What is needed: Copy each of the entries below faithfully, setting aside any pictures.
*** Extracted data ***
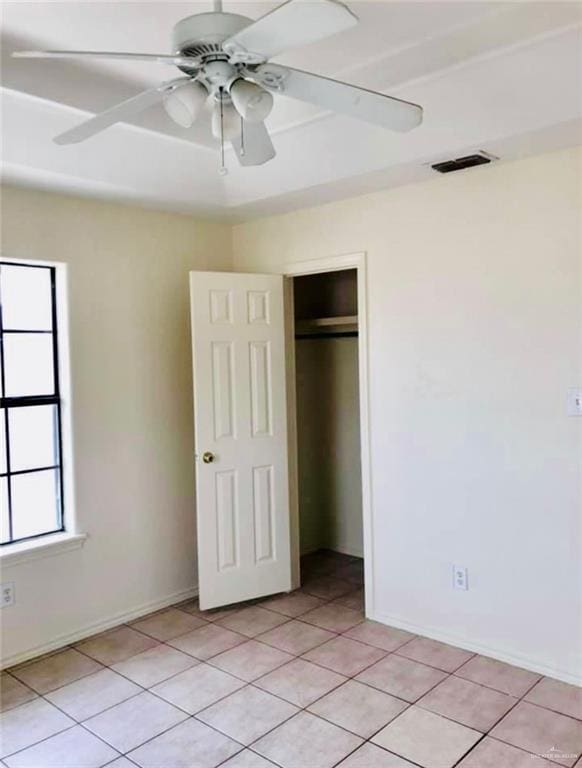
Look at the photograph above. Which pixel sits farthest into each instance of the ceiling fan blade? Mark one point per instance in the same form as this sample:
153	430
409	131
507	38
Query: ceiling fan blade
258	147
295	23
334	95
179	61
118	113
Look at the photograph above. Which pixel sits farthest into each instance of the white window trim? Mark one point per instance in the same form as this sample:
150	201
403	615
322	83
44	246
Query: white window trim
71	538
41	547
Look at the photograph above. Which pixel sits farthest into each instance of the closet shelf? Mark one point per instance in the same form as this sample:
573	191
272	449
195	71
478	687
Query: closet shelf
323	326
321	323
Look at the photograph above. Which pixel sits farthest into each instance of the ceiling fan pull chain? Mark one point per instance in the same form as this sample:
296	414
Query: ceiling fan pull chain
223	169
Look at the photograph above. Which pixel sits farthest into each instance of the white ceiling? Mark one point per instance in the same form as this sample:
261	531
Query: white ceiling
502	77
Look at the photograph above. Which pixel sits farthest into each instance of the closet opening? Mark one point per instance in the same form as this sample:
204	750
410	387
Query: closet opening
329	471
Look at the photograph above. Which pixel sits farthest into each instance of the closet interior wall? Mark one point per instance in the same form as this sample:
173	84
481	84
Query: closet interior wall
328	420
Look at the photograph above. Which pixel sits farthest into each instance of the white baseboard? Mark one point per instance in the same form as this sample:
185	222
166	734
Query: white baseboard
101	626
495	653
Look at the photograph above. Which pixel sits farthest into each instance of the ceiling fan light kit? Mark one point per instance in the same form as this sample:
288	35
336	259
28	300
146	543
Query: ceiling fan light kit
184	102
225	57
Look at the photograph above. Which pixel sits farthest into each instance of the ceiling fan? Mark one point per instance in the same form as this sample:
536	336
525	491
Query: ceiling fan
225	57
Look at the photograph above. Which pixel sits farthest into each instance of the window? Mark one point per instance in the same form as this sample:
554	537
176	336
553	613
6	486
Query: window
31	477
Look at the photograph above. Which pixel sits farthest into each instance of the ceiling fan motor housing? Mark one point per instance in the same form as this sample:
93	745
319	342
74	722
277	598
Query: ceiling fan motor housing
202	35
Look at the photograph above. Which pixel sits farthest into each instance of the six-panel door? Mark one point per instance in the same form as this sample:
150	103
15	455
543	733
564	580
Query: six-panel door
240	422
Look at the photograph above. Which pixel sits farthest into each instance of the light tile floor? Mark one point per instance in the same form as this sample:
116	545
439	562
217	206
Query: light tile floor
296	681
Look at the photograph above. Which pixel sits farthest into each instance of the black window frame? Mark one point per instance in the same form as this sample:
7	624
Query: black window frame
55	399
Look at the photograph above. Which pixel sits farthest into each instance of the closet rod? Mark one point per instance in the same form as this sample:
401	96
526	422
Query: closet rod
335	335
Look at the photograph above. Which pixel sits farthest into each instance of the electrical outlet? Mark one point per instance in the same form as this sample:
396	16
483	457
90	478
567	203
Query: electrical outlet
575	401
7	594
460	577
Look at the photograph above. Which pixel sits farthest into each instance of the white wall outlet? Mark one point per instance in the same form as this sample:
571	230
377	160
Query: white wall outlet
7	596
575	401
460	577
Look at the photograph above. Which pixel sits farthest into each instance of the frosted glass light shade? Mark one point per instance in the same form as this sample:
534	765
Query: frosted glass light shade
184	104
230	122
251	101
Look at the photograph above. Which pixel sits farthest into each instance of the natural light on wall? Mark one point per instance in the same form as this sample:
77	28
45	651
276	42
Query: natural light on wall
31	476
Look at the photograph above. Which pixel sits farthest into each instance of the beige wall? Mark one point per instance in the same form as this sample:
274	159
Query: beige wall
475	336
132	415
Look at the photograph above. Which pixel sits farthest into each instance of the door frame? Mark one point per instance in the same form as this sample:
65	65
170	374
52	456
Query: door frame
290	270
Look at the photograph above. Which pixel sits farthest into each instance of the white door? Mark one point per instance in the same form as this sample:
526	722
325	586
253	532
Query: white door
240	422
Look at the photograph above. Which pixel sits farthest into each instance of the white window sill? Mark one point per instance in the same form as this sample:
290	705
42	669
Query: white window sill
45	546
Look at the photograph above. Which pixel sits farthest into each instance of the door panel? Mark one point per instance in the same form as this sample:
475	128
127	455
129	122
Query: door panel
241	422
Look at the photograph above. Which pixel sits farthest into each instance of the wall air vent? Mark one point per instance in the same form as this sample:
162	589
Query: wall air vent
448	166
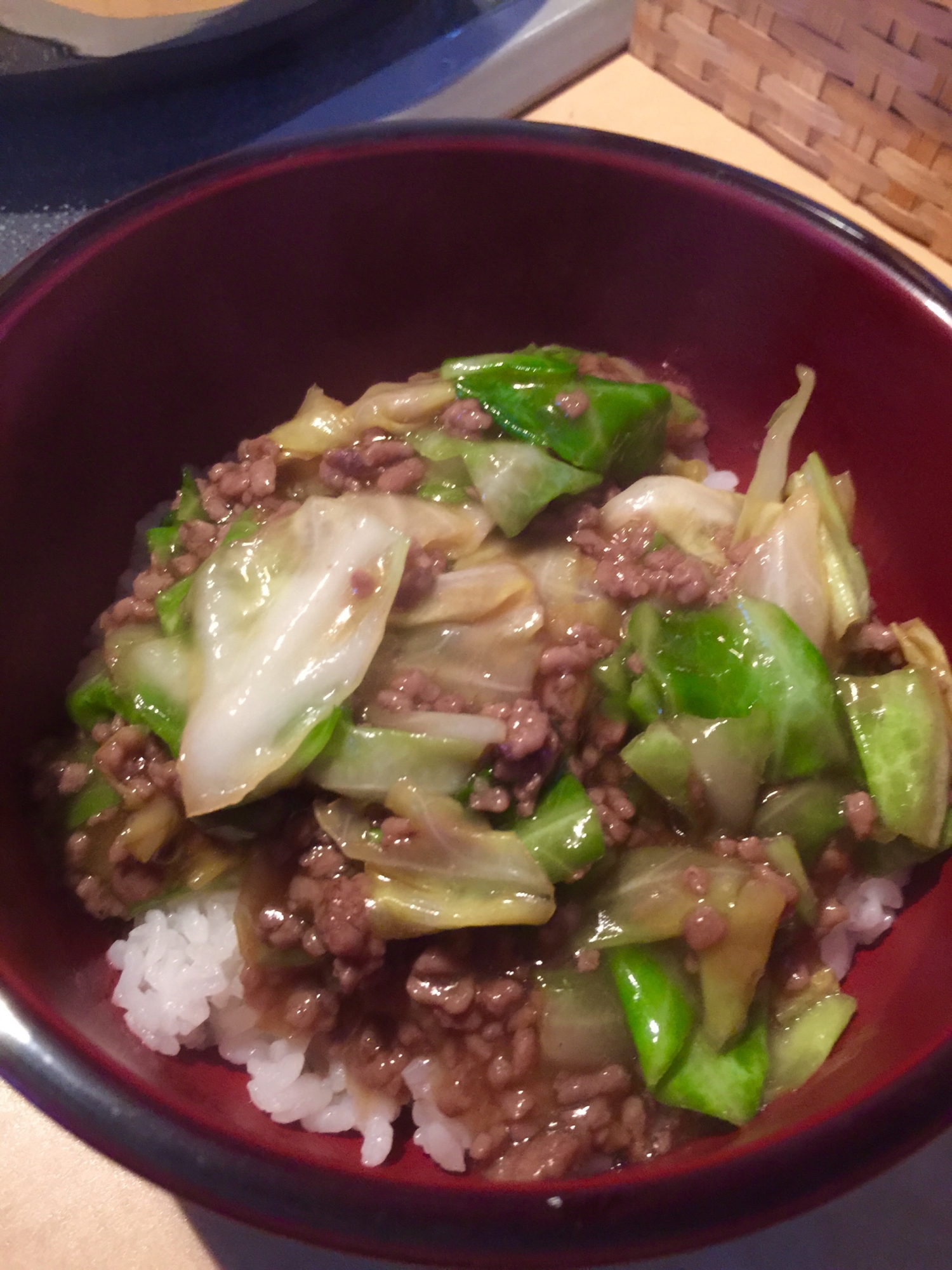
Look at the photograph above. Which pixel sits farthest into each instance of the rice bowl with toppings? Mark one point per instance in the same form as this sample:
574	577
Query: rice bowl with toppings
477	750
***
Task result:
Look at the photograph above. Which pixel sits farthest into each instance of the ceiling fan blade? Mark one point per instance in the same form as this sample:
153	430
409	131
507	38
Query: ceiling fan blade
258	147
295	23
334	95
179	61
118	113
Look at the photograph above. Which pixel sits farthest into each instance of the white window trim? Mark one point per instance in the same form as this sample:
150	201
403	615
322	83
44	246
Query: white window trim
71	538
41	547
Look at the photograph above. Which pixel sits farthest into each instance of the closet shelf? Mark one point per instance in the same form as this sample:
573	191
272	449
195	71
478	687
Query: closet shelf
323	326
321	323
Look at the photograph above. Which pixel sits farthest into each instance of the ceiling fan pull chain? Mark one point per instance in the same form as this sample:
296	414
Query: ceiling fan pull chain
223	169
Look at the photograph above. Which pixel sits farthest into each instance of the white ceiling? Mark one point per instance in the same form as this sample:
261	531
Query: white ceiling
502	77
Look at the photograph above. Which pixel sits farthest into each instance of the closet opening? Mark one point per instance in the same form as this sample:
204	750
410	387
Query: closet opening
329	471
Look at the photograph above. Which pixel sits farthest into each instance of the closet interior wall? Mark one point per instance in the same form as this sample:
173	84
481	84
Query: closet interior wall
328	420
Look at the photograph above. Which pixel sits farthest into each instance of the white baseboard? Mark one point per instance in the same form as this sample:
185	222
166	734
Query: white baseboard
101	626
495	653
Look at the photograph above. Which pixel sits farthest into each instance of the ceiling fan light kit? Mark one point per instance in the same form as this sample:
288	35
336	259
28	300
146	543
Query: ceiling fan light kit
184	102
225	57
Look at the photograph above. Which pixel sits farthest into each instance of the ceiling fan? Mark one point per instance in the same form as this sample:
536	336
525	491
Query: ceiling fan
225	57
Look at the photograph above. Which pixel sits farthest into each instance of the window? Mark one point per instance in the same form as this sample:
554	537
176	336
553	613
6	486
Query: window
31	477
Look at the photograph above. Which pixel sits farthest into each instance of the ceiling fan motor housing? Mark one point per instance in the same form as this sample:
93	745
319	342
74	722
277	598
Query: ceiling fan motor housing
202	35
Look at the photograph above. Which pixel sits farthest into each instance of the six-panel door? Mark one point per instance in the same form as this sample:
150	103
15	455
543	733
564	580
Query: six-panel door
240	422
Look at the photograph above. Which pixel sits farthest into each instance of the light tile floor? Mark one point per instance in the same form as this sample:
116	545
439	562
217	206
Query: light tile floor
296	681
Look at the photograph above. Which pixel sits farthest into each instance of the black window frame? Mark one point per instance in the same form as this sample:
7	624
Query: black window frame
55	399
Look at the photograph above. Which pixel sits farthest into each instance of the closet rod? Mark one point per instance in the same form as this sample:
401	96
526	422
Query: closet rod
335	335
Look at the photograph above. Which pixel sits farthest into each instance of the electrical outlet? Mark one point per instance in the same form as this sample:
396	16
483	457
90	478
567	203
Query: electrical outlet
575	401
7	594
460	577
Look at the photograph above. Which pixel sits farthest into each instance of the white wall outlet? Mark one point per instance in the same form as this sample:
571	230
377	160
Query: white wall outlet
7	596
575	401
460	577
Look at the photograph above. Which pixel sits farthest into each instance of the frosted glass light shade? Mark one point per instance in the same form as this sample:
534	765
Query: frosted glass light shade
184	104
230	122
251	101
Look at the photograph above. Which pixel sits farthest into each instance of the natural light on wall? Mark one point per instance in the same form as this sample:
77	28
45	651
276	42
Query: natural light on wall
31	476
Look at the photograph above. Which pixel sits farthest into each instance of the beige wall? Mark one point per instance in the same form as this sample:
274	159
Query: beige wall
475	336
132	415
Look at the photograph above. Which pixel sits farthest into each instance of the door frame? Mark one point per instance in the same form as this sample:
65	65
170	374
52	456
Query: door frame
290	270
Look at the photograph above. Which pixel sits farthest into each instance of the white door? Mark one point per instance in the same form as this sample:
526	722
325	586
253	532
Query: white door
240	422
Look at the photograph above. Which pixel sits farthest into each instance of the white window sill? Mark one point per instance in the same form as this sample:
290	705
42	669
Query: white window sill
45	546
Look at the photograph above. Which pixel sits farthest into each instance of the door panel? Mark one point per instance in the same form as this sample:
475	128
127	455
129	122
Query: door panel
241	422
Look at the photograph above. Which pixel sits farthest into each instance of the wall air vent? Mark one point per instance in the same form as this sample:
162	589
Query: wall air vent
448	166
Look at the photograph above. Which pixel sits farthest into each instance of the rice bowl with toppings? Mark one point per instance in the same form as this sample:
574	577
Query: rice bowl with toppings
477	750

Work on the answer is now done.